Data for this task ->

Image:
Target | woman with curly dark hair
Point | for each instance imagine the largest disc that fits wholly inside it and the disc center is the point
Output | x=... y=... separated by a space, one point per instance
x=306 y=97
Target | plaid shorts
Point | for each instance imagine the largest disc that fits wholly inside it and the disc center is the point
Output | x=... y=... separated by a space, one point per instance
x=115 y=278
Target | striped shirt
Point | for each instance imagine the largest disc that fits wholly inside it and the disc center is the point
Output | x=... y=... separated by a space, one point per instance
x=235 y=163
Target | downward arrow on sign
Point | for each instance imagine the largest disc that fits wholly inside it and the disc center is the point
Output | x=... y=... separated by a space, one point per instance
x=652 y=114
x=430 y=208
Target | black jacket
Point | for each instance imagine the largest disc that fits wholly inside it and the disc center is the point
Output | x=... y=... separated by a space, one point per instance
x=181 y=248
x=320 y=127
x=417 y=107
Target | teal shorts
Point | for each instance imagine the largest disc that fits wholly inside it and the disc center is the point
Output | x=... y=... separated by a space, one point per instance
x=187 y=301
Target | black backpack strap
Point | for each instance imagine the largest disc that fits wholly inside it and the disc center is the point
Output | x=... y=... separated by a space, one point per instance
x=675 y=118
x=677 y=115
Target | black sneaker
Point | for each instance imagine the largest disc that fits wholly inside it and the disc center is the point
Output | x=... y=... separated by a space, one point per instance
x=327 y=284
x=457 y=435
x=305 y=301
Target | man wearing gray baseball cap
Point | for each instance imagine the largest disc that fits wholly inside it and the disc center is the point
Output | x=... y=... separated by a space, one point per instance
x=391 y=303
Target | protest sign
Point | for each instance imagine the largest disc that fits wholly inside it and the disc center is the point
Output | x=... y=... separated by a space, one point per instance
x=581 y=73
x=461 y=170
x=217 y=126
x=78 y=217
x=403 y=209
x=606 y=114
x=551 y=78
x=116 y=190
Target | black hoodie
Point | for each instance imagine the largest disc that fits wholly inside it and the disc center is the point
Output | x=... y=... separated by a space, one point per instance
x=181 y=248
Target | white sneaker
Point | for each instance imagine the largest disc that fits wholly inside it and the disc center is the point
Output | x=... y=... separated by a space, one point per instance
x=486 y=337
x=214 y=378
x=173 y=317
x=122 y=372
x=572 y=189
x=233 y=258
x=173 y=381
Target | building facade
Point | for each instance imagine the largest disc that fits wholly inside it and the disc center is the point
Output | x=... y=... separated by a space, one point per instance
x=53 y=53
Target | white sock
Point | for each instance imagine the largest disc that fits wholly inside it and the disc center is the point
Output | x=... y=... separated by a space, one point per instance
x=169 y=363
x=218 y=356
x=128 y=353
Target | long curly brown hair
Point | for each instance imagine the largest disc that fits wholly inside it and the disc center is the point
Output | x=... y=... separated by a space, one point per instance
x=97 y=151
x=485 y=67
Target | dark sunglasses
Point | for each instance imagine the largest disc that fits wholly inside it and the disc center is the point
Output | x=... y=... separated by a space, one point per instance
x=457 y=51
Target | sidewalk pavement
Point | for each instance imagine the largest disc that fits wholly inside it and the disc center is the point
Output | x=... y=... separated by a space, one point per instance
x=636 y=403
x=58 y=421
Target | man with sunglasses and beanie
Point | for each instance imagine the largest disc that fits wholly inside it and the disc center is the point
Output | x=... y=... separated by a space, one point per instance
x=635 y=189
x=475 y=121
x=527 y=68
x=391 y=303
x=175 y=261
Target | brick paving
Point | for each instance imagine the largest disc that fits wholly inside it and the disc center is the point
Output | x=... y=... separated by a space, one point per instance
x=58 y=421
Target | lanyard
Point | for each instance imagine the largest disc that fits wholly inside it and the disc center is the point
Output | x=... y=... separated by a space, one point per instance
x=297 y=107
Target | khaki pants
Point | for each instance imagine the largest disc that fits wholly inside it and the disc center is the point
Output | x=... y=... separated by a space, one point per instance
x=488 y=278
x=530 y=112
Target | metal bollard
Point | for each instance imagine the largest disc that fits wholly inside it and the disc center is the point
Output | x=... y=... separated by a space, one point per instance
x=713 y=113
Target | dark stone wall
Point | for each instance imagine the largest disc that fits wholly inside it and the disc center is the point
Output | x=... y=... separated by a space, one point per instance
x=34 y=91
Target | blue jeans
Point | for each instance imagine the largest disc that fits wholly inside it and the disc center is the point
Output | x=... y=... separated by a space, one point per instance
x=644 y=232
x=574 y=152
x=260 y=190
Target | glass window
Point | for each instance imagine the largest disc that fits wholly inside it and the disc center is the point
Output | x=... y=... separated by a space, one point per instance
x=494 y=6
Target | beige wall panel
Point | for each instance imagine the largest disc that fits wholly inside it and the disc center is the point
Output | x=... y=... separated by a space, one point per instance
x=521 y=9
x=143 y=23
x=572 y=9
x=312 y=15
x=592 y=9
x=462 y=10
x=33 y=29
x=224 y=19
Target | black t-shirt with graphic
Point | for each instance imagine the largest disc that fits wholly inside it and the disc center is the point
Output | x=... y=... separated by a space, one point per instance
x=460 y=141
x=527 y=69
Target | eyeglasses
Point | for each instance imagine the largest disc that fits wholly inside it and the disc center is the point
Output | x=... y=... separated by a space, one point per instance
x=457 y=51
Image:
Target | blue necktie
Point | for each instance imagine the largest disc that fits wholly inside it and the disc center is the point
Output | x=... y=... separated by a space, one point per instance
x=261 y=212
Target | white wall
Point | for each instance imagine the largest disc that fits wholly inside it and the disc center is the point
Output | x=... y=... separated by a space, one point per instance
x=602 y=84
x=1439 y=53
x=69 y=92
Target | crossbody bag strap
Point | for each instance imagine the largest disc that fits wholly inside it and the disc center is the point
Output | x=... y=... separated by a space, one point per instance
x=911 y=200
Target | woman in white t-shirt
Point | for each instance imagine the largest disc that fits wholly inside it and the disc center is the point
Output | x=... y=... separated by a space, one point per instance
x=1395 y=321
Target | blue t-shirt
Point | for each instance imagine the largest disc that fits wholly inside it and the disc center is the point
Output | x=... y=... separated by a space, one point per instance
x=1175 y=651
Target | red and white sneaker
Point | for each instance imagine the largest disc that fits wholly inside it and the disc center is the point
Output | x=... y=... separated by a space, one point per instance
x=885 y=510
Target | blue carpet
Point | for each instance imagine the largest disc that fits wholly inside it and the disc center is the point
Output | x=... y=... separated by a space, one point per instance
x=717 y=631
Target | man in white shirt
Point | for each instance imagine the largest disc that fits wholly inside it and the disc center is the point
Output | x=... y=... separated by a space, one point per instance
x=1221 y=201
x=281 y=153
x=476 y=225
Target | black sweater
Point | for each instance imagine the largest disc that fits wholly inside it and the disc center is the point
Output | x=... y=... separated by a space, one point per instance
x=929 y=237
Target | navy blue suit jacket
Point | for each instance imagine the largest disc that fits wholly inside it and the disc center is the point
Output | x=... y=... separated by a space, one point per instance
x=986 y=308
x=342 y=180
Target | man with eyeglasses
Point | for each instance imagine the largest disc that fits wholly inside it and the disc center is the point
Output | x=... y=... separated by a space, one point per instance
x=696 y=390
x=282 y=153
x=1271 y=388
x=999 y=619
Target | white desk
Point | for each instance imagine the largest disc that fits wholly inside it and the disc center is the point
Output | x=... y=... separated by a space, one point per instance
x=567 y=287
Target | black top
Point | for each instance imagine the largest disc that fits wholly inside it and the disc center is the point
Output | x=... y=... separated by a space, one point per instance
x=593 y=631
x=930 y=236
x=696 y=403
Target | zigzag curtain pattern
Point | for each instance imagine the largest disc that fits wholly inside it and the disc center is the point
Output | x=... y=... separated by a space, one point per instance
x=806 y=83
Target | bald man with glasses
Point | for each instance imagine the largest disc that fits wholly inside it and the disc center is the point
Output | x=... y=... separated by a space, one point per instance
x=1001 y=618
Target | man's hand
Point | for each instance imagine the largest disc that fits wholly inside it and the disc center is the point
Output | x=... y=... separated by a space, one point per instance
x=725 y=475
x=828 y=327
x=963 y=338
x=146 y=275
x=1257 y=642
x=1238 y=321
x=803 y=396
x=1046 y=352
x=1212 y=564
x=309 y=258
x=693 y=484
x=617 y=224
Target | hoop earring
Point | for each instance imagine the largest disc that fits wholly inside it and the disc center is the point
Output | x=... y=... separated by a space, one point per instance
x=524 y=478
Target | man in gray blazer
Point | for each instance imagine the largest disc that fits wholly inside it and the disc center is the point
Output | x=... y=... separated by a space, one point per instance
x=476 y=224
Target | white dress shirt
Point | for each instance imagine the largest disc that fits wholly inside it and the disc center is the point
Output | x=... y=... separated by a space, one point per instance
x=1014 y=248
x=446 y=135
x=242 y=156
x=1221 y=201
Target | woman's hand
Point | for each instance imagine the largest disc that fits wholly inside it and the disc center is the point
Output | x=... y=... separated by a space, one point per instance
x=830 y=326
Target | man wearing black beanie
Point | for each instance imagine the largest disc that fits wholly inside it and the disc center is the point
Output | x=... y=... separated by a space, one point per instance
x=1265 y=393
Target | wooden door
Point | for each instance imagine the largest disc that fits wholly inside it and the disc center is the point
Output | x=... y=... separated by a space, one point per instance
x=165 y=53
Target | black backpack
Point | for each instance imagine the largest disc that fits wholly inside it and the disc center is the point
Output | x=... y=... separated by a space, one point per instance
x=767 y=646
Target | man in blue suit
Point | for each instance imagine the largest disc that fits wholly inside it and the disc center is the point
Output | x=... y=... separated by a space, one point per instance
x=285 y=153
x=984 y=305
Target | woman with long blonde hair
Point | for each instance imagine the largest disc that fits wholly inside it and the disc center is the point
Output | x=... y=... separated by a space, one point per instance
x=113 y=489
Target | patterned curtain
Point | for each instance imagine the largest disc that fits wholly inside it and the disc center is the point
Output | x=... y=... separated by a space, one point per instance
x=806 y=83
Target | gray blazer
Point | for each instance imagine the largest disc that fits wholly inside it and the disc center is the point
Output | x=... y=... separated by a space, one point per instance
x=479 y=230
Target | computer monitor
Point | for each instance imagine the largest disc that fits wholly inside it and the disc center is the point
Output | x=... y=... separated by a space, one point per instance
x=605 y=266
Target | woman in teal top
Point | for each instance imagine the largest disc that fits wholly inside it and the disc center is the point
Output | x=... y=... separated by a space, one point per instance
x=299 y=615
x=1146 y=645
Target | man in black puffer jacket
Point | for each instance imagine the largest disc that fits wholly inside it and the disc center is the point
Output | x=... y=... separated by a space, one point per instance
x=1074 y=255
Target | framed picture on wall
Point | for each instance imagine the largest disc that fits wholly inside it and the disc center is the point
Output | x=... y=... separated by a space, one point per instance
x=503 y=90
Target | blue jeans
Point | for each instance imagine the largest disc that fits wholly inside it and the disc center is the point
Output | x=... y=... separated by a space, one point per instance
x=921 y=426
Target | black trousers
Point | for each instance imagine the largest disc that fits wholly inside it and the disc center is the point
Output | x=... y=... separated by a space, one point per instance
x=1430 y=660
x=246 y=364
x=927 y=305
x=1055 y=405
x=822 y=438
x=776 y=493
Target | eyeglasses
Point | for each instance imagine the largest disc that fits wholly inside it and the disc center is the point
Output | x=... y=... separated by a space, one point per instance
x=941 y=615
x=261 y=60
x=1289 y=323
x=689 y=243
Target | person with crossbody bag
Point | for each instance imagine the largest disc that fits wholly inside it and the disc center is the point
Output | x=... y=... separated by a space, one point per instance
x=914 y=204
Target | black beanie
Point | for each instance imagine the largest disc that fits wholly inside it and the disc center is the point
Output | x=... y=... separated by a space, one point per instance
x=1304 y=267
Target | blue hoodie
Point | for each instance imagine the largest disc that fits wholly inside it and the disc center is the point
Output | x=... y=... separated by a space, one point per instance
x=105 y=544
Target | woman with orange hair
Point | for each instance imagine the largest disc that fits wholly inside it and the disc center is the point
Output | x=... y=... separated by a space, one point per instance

Directions for this task -> For the string "dark", go line by line through the material and copy every line that has it.

Answer to this problem ->
Target | woman with curly dark hair
Target | dark sunglasses
Target | dark stone wall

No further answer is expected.